> _Task prompt_
Nothing but a full, exact copy of the data is needed.

> _Exercise material_
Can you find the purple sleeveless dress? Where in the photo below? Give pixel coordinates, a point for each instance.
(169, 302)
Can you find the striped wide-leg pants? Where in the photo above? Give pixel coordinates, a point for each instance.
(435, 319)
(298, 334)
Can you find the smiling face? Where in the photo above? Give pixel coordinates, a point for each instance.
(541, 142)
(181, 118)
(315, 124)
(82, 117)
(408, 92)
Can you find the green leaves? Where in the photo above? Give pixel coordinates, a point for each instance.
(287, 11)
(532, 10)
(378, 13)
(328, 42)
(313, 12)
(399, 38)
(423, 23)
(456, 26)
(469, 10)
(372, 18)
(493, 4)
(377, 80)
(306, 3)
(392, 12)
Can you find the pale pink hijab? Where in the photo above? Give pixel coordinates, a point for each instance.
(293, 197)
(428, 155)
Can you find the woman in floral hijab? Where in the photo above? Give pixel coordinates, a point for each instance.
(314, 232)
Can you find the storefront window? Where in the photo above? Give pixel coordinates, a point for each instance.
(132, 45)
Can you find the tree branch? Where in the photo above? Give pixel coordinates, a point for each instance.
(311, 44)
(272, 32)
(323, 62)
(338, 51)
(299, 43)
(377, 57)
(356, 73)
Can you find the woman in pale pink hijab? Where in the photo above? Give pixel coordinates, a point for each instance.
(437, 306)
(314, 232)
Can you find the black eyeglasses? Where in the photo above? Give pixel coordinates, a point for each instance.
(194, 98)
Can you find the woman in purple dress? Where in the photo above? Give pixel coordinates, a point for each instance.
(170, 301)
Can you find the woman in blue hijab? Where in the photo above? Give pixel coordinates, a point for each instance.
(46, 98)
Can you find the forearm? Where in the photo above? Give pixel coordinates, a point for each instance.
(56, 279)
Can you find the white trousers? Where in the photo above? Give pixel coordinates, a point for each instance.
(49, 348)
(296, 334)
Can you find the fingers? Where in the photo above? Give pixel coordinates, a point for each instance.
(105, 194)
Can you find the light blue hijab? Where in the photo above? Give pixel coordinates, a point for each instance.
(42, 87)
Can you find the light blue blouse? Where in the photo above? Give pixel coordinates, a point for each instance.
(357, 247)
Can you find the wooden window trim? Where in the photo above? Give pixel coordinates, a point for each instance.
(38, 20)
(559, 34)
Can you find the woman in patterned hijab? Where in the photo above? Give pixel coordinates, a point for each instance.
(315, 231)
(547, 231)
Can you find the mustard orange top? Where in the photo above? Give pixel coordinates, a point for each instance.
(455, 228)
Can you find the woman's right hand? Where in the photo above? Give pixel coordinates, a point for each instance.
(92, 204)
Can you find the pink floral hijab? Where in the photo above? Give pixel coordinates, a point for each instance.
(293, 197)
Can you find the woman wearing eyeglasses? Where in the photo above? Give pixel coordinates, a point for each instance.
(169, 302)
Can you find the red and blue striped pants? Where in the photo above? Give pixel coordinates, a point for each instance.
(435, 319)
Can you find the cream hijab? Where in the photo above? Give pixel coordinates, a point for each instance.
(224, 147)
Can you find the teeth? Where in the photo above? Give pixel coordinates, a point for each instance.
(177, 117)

> _Output of the exercise_
Can you find the purple sleeveless dress? Where in the photo below? Give pixel coordinates, a point for each instance.
(169, 302)
Can you find the striped wide-leg pants? Where in the photo above? Give pixel coordinates, a point for each instance.
(435, 319)
(298, 334)
Can you find the smiling face? Where in the photo above? Give pixel coordinates, a point for each instance.
(541, 142)
(181, 118)
(315, 124)
(82, 117)
(408, 92)
Can you find the green leaves? Where in the photo above? Give pixel coordinates, a point for each instance.
(287, 11)
(532, 10)
(378, 13)
(328, 42)
(313, 12)
(399, 38)
(423, 23)
(456, 26)
(469, 10)
(372, 18)
(493, 4)
(377, 80)
(306, 3)
(392, 12)
Can you find the pale pink hijab? Where in the photo above? Give pixel coordinates, a point for each instance.
(293, 197)
(428, 155)
Can you find the woman in floral hijab? Where in the photo above? Give pixel coordinates, a point for each instance.
(314, 232)
Can you find the storefront window? Where in the photo above? Give pixel coordinates, a point for each instance.
(132, 45)
Can you find the tree branch? Where in the photo above? Give pixel coordinates, a point for each instance.
(311, 44)
(272, 32)
(323, 62)
(338, 51)
(299, 43)
(377, 57)
(356, 73)
Can you find the woman in pale pink hijab? Where in the photo above? Give pixel coordinates, a point for each instance.
(437, 306)
(314, 232)
Can you find the black eyeglasses? Where in the photo above? Give pixel coordinates, a point for each instance.
(194, 98)
Can you find the woman in purple dress? Where in the photo above? Give pixel coordinates, a point for each instance.
(170, 301)
Can you find the woman in blue hijab? Where in the photo above? Give pixel coordinates, a point for each instance.
(46, 98)
Can you find the forearm? Where in the photo above? Give pixel coordinates, a point for each instance.
(56, 279)
Can you find the white trousers? Where in the photo above? Give pixel coordinates, a point for each instance.
(49, 348)
(296, 334)
Can you find the fingers? Where in the photo above? Give pixel coordinates, a point for each instance.
(105, 194)
Can you find the light blue hijab? Where in the photo above? Give pixel coordinates, a point for each instance.
(42, 87)
Can you find the light blue blouse? Where in the photo above? Give pixel coordinates, a point for each instance.
(357, 247)
Can you find the wooden window trim? Where in the photo above? Give pixel coordinates, a point for each instance.
(38, 20)
(559, 34)
Can you find the woman in patterned hijab? Where in the photo above? Give pixel coordinates, a point for each instance.
(315, 231)
(547, 231)
Can you find the mustard orange top? Where in the photo above? Give pixel coordinates, a point for each instance.
(455, 228)
Can you find the woman's right hand? Where in the photo above? Give pixel coordinates, a point for each instance.
(92, 204)
Can you find the pink floral hijab? Where in the photo above? Give pixel coordinates, a point for each instance.
(293, 197)
Can you find the woman wearing eyeglasses? Where in the photo above? Give pixel coordinates, a point for each instance.
(169, 302)
Can you find the red and blue striped pants? Where in the photo above? Give pixel coordinates, a point for each instance.
(435, 319)
Can you find the cream hijab? Where in the photo above? Give pixel coordinates, a point for each instance.
(224, 147)
Can you find the teeth? Where in the photo above? Give pixel coordinates, a point for each instance.
(177, 117)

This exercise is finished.